#### [Task to complete]
Can you format the material below as a numbered list, skipping blank lines and leaving the pictures out of your answer?

[Recorded data]
— begin —

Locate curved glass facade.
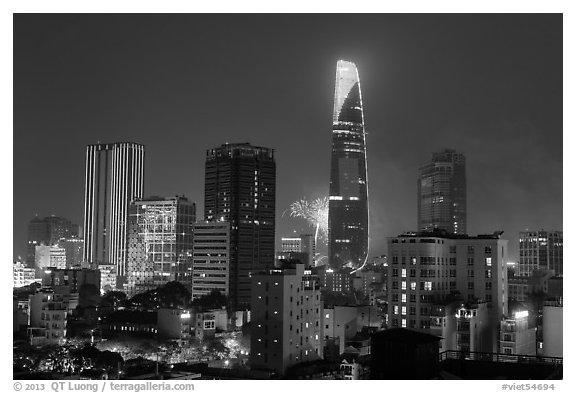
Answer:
[328,60,368,268]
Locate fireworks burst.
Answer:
[288,197,328,244]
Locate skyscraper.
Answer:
[84,142,144,276]
[328,60,368,268]
[126,196,196,296]
[518,230,564,277]
[418,149,466,235]
[204,143,276,309]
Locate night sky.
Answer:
[13,14,563,260]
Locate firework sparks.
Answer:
[289,197,328,243]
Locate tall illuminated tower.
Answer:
[84,142,144,276]
[418,149,466,235]
[328,60,368,268]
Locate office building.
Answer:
[204,143,276,309]
[517,230,564,276]
[126,196,196,296]
[98,265,117,294]
[192,221,230,299]
[84,142,144,276]
[279,234,316,266]
[158,308,194,340]
[542,299,564,357]
[42,269,100,295]
[418,149,466,235]
[12,261,36,288]
[508,269,561,302]
[250,263,323,375]
[387,231,508,352]
[34,246,66,279]
[500,309,536,356]
[28,289,78,345]
[58,237,86,268]
[328,60,368,268]
[26,215,78,267]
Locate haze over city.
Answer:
[13,14,562,266]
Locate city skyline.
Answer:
[13,15,562,258]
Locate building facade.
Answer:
[418,149,466,235]
[328,60,369,268]
[192,221,230,299]
[387,231,508,349]
[126,196,196,296]
[204,143,276,309]
[500,310,536,356]
[26,215,78,267]
[84,142,144,276]
[517,231,564,276]
[34,246,66,279]
[250,264,323,375]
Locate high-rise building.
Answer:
[26,215,78,267]
[279,234,316,267]
[386,231,508,352]
[250,263,324,375]
[192,221,230,299]
[58,237,84,268]
[34,246,66,279]
[126,196,196,296]
[83,142,144,276]
[517,230,564,277]
[418,149,466,235]
[204,143,276,309]
[328,60,368,268]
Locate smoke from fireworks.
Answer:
[289,197,328,244]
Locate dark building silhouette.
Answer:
[84,142,144,276]
[418,149,466,235]
[204,143,276,309]
[370,328,441,379]
[328,60,368,268]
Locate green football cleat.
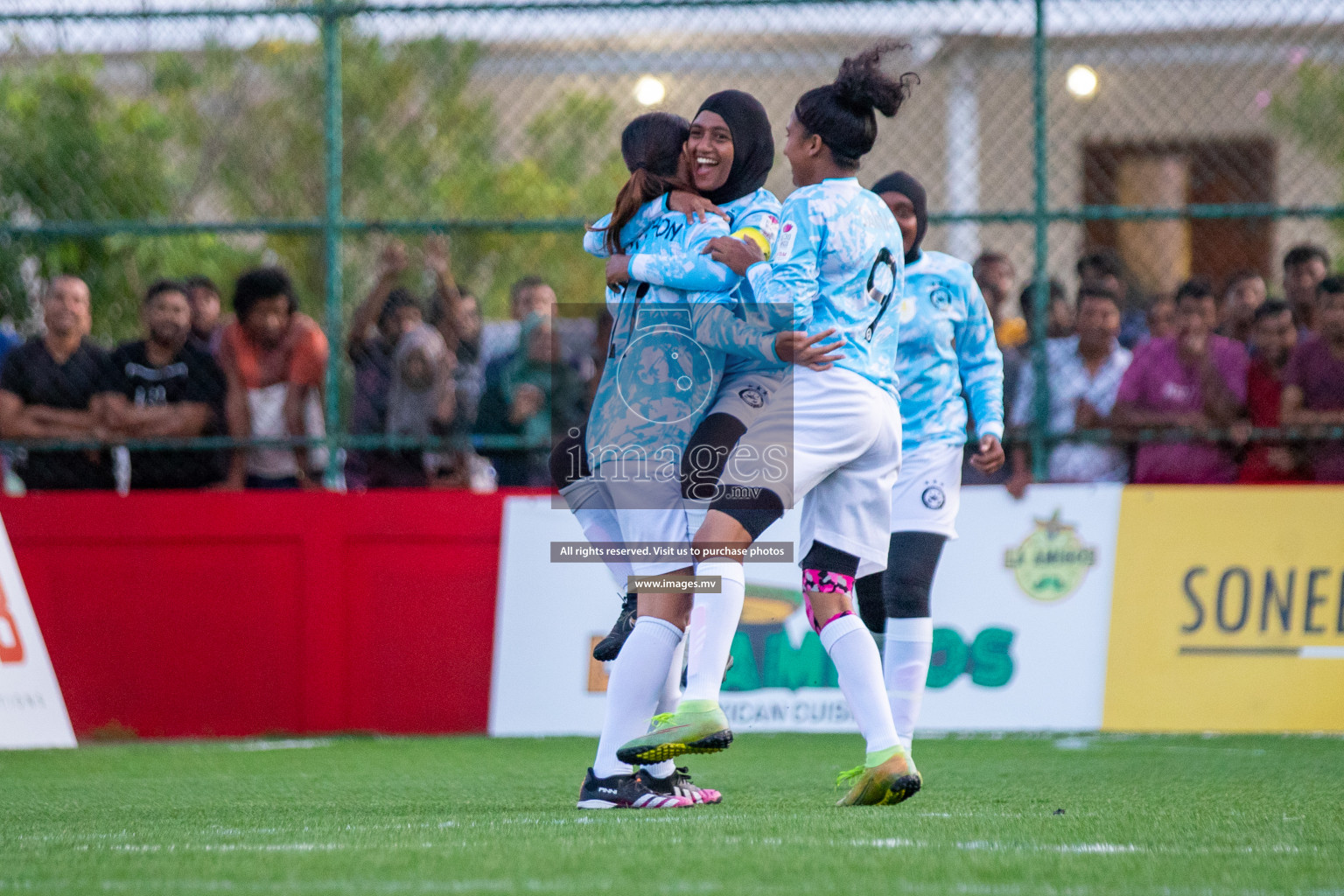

— end —

#### [Solved problem]
1. Locate curved glass facade.
2. Answer:
3. [328,60,368,268]
4. Locate fireworks burst.
5. Answer:
6. [288,197,328,244]
7. Locate skyscraper.
8. Answer:
9. [84,142,144,276]
10. [328,60,368,268]
11. [126,196,196,296]
12. [518,230,564,277]
13. [418,149,466,235]
14. [204,143,276,309]
15. Locate night sky.
16. Answer:
17. [13,14,563,260]
18. Locate firework sparks.
19. Answer:
20. [289,197,328,243]
21. Locate tall illuminated tower.
22. Answer:
23. [84,142,144,276]
24. [418,149,466,235]
25. [328,60,368,268]
26. Locate office building.
27. Answer:
28. [204,143,276,309]
29. [517,230,564,276]
30. [126,196,196,296]
31. [98,265,117,294]
32. [192,221,230,299]
33. [84,142,144,276]
34. [279,234,316,266]
35. [158,308,194,340]
36. [542,299,564,357]
37. [42,269,100,295]
38. [418,149,466,235]
39. [12,261,36,288]
40. [508,269,561,302]
41. [250,263,323,375]
42. [387,231,508,352]
43. [34,246,66,279]
44. [500,309,536,356]
45. [28,289,78,345]
46. [58,237,86,268]
47. [328,60,368,268]
48. [26,215,78,267]
49. Locate haze over city.
50. Answer:
51. [13,14,562,266]
52. Locate city skyline.
53. Answer:
54. [13,15,562,258]
55. Locate building facade.
56. Answer:
57. [418,149,466,235]
58. [328,60,369,268]
59. [192,221,230,299]
60. [387,231,508,349]
61. [126,196,196,296]
62. [204,143,276,309]
63. [500,310,536,356]
64. [26,215,78,267]
65. [84,142,144,276]
66. [517,231,564,276]
67. [34,246,66,279]
68. [250,264,323,375]
69. Locate high-rise building.
70. Answer:
71. [26,215,78,267]
72. [279,234,316,267]
73. [386,231,508,352]
74. [250,263,324,375]
75. [192,221,230,299]
76. [58,237,84,268]
77. [34,246,66,279]
78. [126,196,196,296]
79. [83,142,144,276]
80. [517,230,564,277]
81. [418,149,466,235]
82. [204,143,276,309]
83. [328,60,368,268]
84. Locate smoke from fireworks.
85. Answer:
86. [289,197,328,244]
87. Locate dark building silhouette.
88. Answer:
89. [84,142,144,276]
90. [418,149,466,235]
91. [204,143,276,309]
92. [370,328,441,379]
93. [328,60,368,268]
94. Locate green football cleat.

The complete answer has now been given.